#### Work to complete:
1. In the court-scraper documentation, what search-result limit is given as an example of a site truncating results?
2. Pick up the court-scraper documentation after its final sentence and keep writing it.

#### Reading text:
To scrape case detail files, pass the case_details=True
keyword argument:
from court_scraper import Site
site = Site('ok_tulsa')
results = site.search_by_date(
start_date='2021-01-01',
end_date='2021-01-31',
case_details=True # Fetches case detail files
)
Filter by case type¶
Some court sites support a variety of parameters for more targeted filtering of search results. These filters can be useful for more surgical scrapes, and in scenarios where a site truncates results. If a site limits search results to 500 records, for example, scraping in a more targeted way with filters can help stay under that cap.
To determine if a site supports case-type filtering, you should review the court’s website
and the corresponding Site
class in court-scraper.
For example, the Wisconsin court system’s Advanced Search page
offers a variety of additional search parameters. In court-scraper, the site’s
corresponding search_by_date
method
supports a case_types
argument that accepts a list of one or more case types.

#### Records:
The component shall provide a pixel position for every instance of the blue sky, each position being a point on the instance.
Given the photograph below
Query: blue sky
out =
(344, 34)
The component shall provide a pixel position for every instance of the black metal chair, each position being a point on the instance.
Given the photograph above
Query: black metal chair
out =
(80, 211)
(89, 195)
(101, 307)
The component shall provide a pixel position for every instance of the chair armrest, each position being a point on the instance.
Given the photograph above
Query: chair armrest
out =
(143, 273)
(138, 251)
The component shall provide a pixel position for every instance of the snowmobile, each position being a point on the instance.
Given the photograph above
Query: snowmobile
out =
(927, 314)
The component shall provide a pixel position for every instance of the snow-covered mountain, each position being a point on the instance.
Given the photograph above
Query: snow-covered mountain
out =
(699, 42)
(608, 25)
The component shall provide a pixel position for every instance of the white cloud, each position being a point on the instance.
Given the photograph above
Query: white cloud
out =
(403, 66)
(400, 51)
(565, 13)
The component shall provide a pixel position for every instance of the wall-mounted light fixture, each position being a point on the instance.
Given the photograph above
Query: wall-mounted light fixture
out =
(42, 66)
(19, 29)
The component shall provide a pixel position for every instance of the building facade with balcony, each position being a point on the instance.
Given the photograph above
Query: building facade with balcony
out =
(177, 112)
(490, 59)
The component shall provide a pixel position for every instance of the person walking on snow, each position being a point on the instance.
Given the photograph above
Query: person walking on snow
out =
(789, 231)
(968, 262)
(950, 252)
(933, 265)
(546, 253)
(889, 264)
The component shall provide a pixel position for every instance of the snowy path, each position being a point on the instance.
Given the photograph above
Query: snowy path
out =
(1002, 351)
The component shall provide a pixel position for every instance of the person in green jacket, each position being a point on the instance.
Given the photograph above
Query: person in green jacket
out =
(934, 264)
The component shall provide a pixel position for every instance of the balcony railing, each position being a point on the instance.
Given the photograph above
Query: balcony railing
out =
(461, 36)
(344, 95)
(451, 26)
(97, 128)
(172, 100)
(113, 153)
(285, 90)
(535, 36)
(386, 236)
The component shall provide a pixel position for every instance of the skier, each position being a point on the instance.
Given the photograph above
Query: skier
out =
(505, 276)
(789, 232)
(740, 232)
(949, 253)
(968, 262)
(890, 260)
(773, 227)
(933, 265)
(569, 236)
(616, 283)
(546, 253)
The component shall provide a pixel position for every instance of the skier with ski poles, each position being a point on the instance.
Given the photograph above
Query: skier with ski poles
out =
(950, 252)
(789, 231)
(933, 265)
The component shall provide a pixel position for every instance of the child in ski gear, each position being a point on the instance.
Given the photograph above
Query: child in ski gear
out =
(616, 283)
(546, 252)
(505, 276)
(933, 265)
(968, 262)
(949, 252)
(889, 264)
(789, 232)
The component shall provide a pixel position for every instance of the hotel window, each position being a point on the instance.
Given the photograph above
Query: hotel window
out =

#### Final answers:
1. 500 records.

2.
Note
For Wisconsin, these case types are two-letter, upper-case codes that can be found by examining the source code for the Case types select menu on the Advanced Search page.
Here’s a sample usage that searches for civil (CV) and small claims (SC) cases on July 1, 2021 in Milwaukee, WI:
from court_scraper import Site
site = Site('wi_milwaukee')
results = site.search_by_date(
start_date='2021-07-01',
end_date='2021-07-01',
case_types=['CV', 'SC'] # Civil and Small Claims case types
)